*What the task requires*:
With the line containing "Reviewer check: each instance of the seedling" as the first line and the last line of the records as the final one, reproduce that range exactly.

[Stored entries]
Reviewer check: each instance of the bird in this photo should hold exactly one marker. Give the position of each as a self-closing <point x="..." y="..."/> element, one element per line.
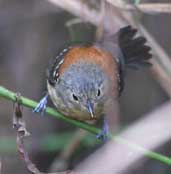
<point x="86" y="80"/>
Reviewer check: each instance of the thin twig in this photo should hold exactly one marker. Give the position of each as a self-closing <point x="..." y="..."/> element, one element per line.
<point x="31" y="104"/>
<point x="150" y="131"/>
<point x="20" y="126"/>
<point x="151" y="8"/>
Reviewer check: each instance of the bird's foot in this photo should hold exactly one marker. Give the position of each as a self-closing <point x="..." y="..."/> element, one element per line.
<point x="41" y="106"/>
<point x="104" y="133"/>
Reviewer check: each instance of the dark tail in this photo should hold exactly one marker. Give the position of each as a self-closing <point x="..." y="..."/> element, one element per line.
<point x="135" y="52"/>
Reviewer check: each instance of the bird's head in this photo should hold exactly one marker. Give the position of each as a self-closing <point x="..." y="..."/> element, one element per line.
<point x="81" y="91"/>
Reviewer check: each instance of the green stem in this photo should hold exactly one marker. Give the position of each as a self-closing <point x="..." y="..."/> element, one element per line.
<point x="32" y="104"/>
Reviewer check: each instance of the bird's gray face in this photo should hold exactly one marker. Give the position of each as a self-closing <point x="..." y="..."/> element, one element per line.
<point x="81" y="91"/>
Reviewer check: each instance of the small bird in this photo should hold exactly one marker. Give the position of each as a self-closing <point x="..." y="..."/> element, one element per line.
<point x="85" y="80"/>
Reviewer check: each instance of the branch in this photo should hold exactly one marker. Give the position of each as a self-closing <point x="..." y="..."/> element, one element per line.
<point x="151" y="8"/>
<point x="52" y="112"/>
<point x="31" y="104"/>
<point x="116" y="158"/>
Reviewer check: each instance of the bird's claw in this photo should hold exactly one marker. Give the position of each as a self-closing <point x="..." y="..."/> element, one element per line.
<point x="41" y="106"/>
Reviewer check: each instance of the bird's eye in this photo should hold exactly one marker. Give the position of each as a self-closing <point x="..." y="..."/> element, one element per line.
<point x="75" y="97"/>
<point x="98" y="92"/>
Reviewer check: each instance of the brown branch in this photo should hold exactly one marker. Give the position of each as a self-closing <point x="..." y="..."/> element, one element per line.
<point x="150" y="8"/>
<point x="20" y="126"/>
<point x="116" y="18"/>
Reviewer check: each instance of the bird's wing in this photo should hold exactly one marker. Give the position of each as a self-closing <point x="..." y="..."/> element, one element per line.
<point x="53" y="70"/>
<point x="129" y="50"/>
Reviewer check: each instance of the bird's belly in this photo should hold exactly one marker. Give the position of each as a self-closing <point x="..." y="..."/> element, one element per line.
<point x="66" y="110"/>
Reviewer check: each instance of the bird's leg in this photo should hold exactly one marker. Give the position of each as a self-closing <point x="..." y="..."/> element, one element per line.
<point x="105" y="130"/>
<point x="41" y="106"/>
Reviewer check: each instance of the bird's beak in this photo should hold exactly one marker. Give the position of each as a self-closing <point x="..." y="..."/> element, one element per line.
<point x="90" y="108"/>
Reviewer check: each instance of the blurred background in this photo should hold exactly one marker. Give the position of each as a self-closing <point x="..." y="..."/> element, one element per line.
<point x="30" y="34"/>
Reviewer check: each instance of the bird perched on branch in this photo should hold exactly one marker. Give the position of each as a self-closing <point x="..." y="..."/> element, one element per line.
<point x="86" y="80"/>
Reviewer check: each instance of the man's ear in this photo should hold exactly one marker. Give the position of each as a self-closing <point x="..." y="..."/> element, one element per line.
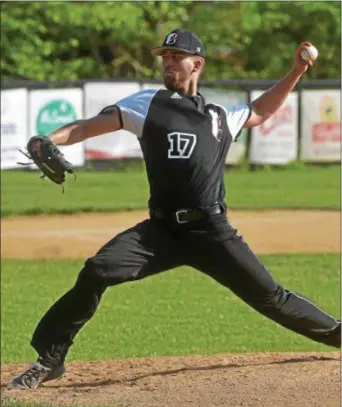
<point x="198" y="64"/>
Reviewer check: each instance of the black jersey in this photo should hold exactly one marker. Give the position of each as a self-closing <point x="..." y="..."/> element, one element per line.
<point x="184" y="143"/>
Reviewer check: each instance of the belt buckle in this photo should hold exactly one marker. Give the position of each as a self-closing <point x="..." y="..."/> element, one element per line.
<point x="180" y="212"/>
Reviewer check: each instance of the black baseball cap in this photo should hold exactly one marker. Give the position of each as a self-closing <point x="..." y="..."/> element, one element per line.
<point x="181" y="40"/>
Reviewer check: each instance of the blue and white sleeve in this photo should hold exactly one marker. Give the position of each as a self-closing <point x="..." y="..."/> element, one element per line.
<point x="237" y="116"/>
<point x="133" y="110"/>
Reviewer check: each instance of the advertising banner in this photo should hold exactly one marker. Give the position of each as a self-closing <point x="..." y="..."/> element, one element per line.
<point x="321" y="125"/>
<point x="225" y="98"/>
<point x="52" y="109"/>
<point x="118" y="144"/>
<point x="14" y="126"/>
<point x="276" y="140"/>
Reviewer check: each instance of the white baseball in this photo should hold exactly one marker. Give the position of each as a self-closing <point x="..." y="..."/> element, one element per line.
<point x="309" y="54"/>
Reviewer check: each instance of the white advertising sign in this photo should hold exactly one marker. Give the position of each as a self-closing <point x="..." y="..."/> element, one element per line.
<point x="14" y="126"/>
<point x="237" y="149"/>
<point x="52" y="109"/>
<point x="118" y="144"/>
<point x="321" y="125"/>
<point x="152" y="86"/>
<point x="276" y="140"/>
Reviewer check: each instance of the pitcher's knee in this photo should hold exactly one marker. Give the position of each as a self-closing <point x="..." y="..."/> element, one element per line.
<point x="100" y="272"/>
<point x="272" y="301"/>
<point x="91" y="274"/>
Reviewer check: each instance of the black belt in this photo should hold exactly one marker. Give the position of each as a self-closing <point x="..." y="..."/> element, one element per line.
<point x="187" y="215"/>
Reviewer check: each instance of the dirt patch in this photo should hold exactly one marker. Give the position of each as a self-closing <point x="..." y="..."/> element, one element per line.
<point x="258" y="380"/>
<point x="264" y="380"/>
<point x="80" y="236"/>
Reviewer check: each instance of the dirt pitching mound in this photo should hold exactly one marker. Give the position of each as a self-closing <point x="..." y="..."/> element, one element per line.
<point x="263" y="380"/>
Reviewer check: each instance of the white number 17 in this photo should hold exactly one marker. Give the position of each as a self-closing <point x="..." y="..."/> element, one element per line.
<point x="181" y="145"/>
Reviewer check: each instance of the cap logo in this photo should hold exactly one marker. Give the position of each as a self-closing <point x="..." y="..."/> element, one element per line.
<point x="171" y="39"/>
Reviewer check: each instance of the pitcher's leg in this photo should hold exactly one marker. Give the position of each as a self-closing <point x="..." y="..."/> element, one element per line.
<point x="134" y="254"/>
<point x="234" y="265"/>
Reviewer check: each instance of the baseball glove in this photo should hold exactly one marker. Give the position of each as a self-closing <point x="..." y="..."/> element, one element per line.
<point x="48" y="158"/>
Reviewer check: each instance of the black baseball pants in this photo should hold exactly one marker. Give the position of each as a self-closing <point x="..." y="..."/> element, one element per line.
<point x="212" y="246"/>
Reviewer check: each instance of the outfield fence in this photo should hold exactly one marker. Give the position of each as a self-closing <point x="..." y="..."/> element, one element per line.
<point x="307" y="127"/>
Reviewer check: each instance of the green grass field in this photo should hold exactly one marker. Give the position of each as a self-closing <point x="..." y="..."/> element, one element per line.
<point x="295" y="187"/>
<point x="180" y="312"/>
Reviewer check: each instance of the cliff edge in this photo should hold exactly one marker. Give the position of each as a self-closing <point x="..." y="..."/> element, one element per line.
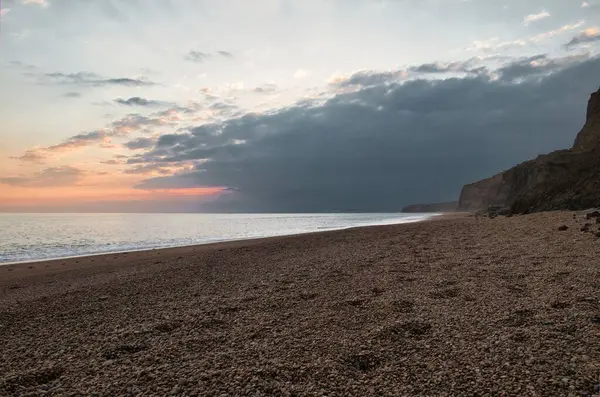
<point x="563" y="180"/>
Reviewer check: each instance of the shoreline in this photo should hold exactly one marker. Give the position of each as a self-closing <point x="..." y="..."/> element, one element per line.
<point x="455" y="306"/>
<point x="97" y="254"/>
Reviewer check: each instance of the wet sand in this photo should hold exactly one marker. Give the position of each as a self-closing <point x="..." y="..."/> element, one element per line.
<point x="458" y="306"/>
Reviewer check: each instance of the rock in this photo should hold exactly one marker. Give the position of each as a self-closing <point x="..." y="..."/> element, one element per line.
<point x="594" y="214"/>
<point x="562" y="180"/>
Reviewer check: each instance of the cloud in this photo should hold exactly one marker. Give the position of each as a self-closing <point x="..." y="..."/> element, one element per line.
<point x="49" y="177"/>
<point x="588" y="36"/>
<point x="494" y="44"/>
<point x="535" y="17"/>
<point x="79" y="140"/>
<point x="148" y="169"/>
<point x="536" y="66"/>
<point x="94" y="80"/>
<point x="390" y="143"/>
<point x="41" y="3"/>
<point x="22" y="65"/>
<point x="35" y="155"/>
<point x="225" y="54"/>
<point x="301" y="73"/>
<point x="119" y="128"/>
<point x="267" y="88"/>
<point x="199" y="56"/>
<point x="366" y="78"/>
<point x="139" y="143"/>
<point x="137" y="101"/>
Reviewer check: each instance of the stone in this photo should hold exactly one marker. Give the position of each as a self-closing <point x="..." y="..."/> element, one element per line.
<point x="594" y="214"/>
<point x="566" y="179"/>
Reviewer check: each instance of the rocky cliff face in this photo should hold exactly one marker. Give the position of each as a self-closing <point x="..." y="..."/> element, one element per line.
<point x="565" y="179"/>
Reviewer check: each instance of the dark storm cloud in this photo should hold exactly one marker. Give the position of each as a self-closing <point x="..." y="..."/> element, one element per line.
<point x="55" y="176"/>
<point x="94" y="80"/>
<point x="383" y="146"/>
<point x="139" y="143"/>
<point x="587" y="37"/>
<point x="143" y="102"/>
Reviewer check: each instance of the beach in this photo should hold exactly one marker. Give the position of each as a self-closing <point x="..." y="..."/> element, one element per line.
<point x="454" y="306"/>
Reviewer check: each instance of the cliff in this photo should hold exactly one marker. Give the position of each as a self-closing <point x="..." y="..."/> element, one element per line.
<point x="434" y="207"/>
<point x="565" y="179"/>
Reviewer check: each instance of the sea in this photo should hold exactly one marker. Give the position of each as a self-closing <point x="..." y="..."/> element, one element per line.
<point x="35" y="237"/>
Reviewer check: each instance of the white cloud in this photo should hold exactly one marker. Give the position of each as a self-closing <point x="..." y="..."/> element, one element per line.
<point x="42" y="3"/>
<point x="494" y="44"/>
<point x="301" y="73"/>
<point x="535" y="17"/>
<point x="555" y="32"/>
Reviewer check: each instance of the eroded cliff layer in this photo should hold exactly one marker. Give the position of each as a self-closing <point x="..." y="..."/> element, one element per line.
<point x="565" y="179"/>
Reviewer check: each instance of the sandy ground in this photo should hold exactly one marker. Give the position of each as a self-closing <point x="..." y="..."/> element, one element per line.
<point x="452" y="307"/>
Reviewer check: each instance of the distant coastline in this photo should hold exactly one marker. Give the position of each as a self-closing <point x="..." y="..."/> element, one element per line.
<point x="388" y="219"/>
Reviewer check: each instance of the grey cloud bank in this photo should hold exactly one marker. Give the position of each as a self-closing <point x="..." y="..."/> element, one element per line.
<point x="387" y="144"/>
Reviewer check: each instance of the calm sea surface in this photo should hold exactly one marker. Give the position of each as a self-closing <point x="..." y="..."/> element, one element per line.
<point x="30" y="237"/>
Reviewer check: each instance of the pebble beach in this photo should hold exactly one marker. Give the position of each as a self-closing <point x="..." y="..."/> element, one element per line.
<point x="461" y="305"/>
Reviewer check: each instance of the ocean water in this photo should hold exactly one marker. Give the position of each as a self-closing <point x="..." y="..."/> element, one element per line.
<point x="31" y="237"/>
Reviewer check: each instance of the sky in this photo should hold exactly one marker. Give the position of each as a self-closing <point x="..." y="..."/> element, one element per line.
<point x="282" y="105"/>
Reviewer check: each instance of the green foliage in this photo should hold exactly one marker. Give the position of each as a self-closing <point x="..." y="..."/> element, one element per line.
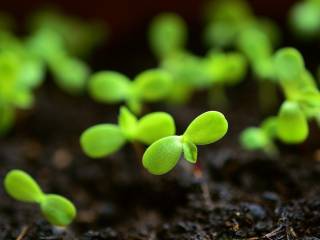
<point x="292" y="124"/>
<point x="167" y="34"/>
<point x="164" y="154"/>
<point x="304" y="19"/>
<point x="20" y="74"/>
<point x="113" y="87"/>
<point x="289" y="64"/>
<point x="104" y="139"/>
<point x="21" y="186"/>
<point x="58" y="41"/>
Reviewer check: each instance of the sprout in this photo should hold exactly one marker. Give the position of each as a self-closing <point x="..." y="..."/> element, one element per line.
<point x="261" y="138"/>
<point x="305" y="19"/>
<point x="167" y="34"/>
<point x="113" y="87"/>
<point x="104" y="139"/>
<point x="58" y="210"/>
<point x="163" y="155"/>
<point x="292" y="125"/>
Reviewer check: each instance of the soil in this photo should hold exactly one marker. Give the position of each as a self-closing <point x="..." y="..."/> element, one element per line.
<point x="253" y="196"/>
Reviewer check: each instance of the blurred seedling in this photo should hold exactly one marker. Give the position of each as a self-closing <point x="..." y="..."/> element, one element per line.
<point x="59" y="41"/>
<point x="20" y="74"/>
<point x="58" y="210"/>
<point x="190" y="72"/>
<point x="301" y="105"/>
<point x="113" y="87"/>
<point x="304" y="19"/>
<point x="163" y="155"/>
<point x="104" y="139"/>
<point x="167" y="35"/>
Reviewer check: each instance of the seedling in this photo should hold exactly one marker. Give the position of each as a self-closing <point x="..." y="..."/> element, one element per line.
<point x="104" y="139"/>
<point x="20" y="74"/>
<point x="59" y="41"/>
<point x="163" y="155"/>
<point x="304" y="19"/>
<point x="58" y="210"/>
<point x="113" y="87"/>
<point x="302" y="104"/>
<point x="167" y="34"/>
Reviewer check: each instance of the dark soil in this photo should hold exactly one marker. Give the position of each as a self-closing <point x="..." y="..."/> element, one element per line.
<point x="253" y="196"/>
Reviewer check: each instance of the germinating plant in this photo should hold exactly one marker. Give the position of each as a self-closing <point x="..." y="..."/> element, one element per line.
<point x="304" y="19"/>
<point x="113" y="87"/>
<point x="168" y="37"/>
<point x="20" y="74"/>
<point x="164" y="154"/>
<point x="59" y="42"/>
<point x="58" y="210"/>
<point x="302" y="104"/>
<point x="104" y="139"/>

*Output below*:
Reviewer check: each instance of the seedling in this photo should hold exactly one marker. Give the position of each as a self-closing <point x="..." y="..."/> element, one element per line.
<point x="104" y="139"/>
<point x="20" y="74"/>
<point x="59" y="41"/>
<point x="163" y="155"/>
<point x="304" y="19"/>
<point x="58" y="210"/>
<point x="113" y="87"/>
<point x="302" y="104"/>
<point x="167" y="34"/>
Reviewer check: each instance of the dark soil in this photo should hold exactly one marker. Give the position of each as a self-closing <point x="..." y="..."/> element, one element per line.
<point x="253" y="196"/>
Reviewer check: each instance of the germinating plant in this photo should hold exactly one marker. Give the position of each as a self-closing <point x="..." y="..."/> element, one element per line.
<point x="304" y="19"/>
<point x="113" y="87"/>
<point x="168" y="37"/>
<point x="20" y="74"/>
<point x="164" y="154"/>
<point x="59" y="42"/>
<point x="58" y="210"/>
<point x="302" y="104"/>
<point x="104" y="139"/>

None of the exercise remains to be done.